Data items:

::::::::::

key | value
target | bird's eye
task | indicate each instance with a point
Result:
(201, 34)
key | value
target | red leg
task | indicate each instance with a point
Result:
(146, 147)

::::::::::

ABOUT THIS EXERCISE:
Retype every line of the data, keeping each one exactly as it is.

SOLUTION TO THIS PROBLEM:
key | value
target | bird's eye
task | indicate each instance with a point
Result:
(201, 34)
key | value
target | red leg
task | indicate each instance with a point
Result:
(146, 147)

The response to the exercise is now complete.